TEXTE D'ÉTUDE.
-.-.-

« La chambre des dupes », ce livre éblouissant figurait parmi les quatre ouvrages retenus pour la dernière liste du prix Goncourt 2020. La prestigieuse académie ne lui a pas accordé son prix, peut être parce qu’elle ne l’a pas trouvé assez grand public. En effet il faut être attiré par l’histoire et aimer une langue française recherchée pour se plonger dans les cinq cents pages qui traitent d’une période assez courte, de 1741 à 1744, pendant laquelle Marie-Anne De Mailly-Nesle propulsée duchesse de Châteauroux est la favorite adorée d’un Louis XV dominé par son besoin effréné de sexe et prêt à beaucoup pour le satisfaire, un faible qui abandonne ses maîtresses dès qu’elles ne sont plus en état de le servir.
Marie-Anne de Nesle, Marquise de La Tournelle, Duchesse de Châteauroux (1717-1744) par Jean Marc Nattier Chateau de Versailles
Le souverain est alors un trentenaire qui commence à exercer sa propre manière de gouverner. Il est un roi peu intéressé par la vie politique. Déjà apparaissent l’inconduite de sa vie privée et les intrigues incessantes autour de ses favorites, ses velléités à gouverner seul doublées d’un manque de fermeté qui le conduisent à contourner secrètement ses ministres plutôt que d’imposer ses décisions.
Versailles siège de toutes les intrigues
L’auteur, Camille Pascal qui pour son premier roman, « L’été des quatre rois » a obtenu le prix du roman de l’Académie française ne se contente pas de décrire les amours du roi. De sa plume malicieuse et parfaitement documentée, il restitue pour son lecteur le quotidien de la vie de cour à Versailles éblouissante mais fétide et tortueux marigot. Pour obtenir une place au service du roi , de la reine, du dauphin ou de la dauphine ce qui permet de disposer d’un appartement dans le palais et des revenus, les courtisans multiplient les alliances aussi vite conclues que défaites car le favori d’aujourd’hui peut devenir l’exilé du lendemain.

-.-.-

DONNÉES PRÉSENTÉES.
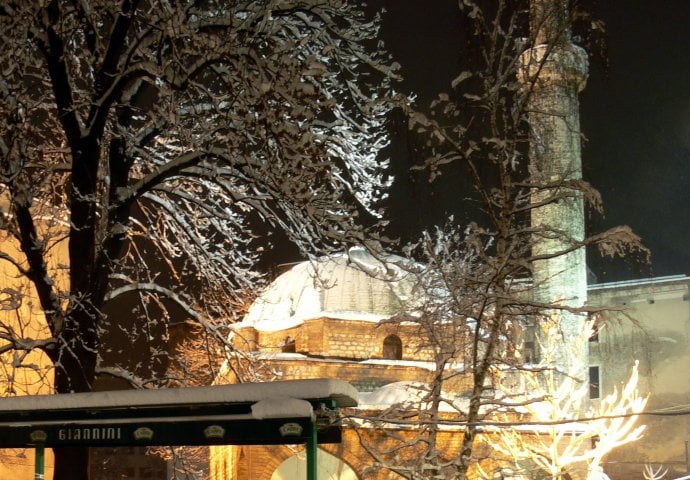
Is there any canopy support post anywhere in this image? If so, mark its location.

-.-.-

EXERCICE PROPOSÉ A. Dites si chaque affirmation ci-dessous concorde avec le texte sur « La chambre des dupes », en répondant par oui ou par non et en citant les mots décisifs du texte. (i) Le livre a reçu le prix Goncourt 2020. (ii) Le roman porte sur les années 1741 à 1744. (iii) L'auteur a obtenu le prix du roman de l'Académie française pour son premier roman.
EXERCICE PROPOSÉ B. Selon le texte sur « La chambre des dupes », que procure aux courtisans une place au service du roi, de la reine, du dauphin ou de la dauphine ?

RÉPONSE ATTENDUE A.
(i) Non : « La prestigieuse académie ne lui a pas accordé son prix »
(ii) Oui : « qui traitent d’une période assez courte, de 1741 à 1744 »
(iii) Oui : « qui pour son premier roman, « L’été des quatre rois » a obtenu le prix du roman de l’Académie française »

RÉPONSE ATTENDUE B. Elle permet de disposer d’un appartement dans le palais et de revenus.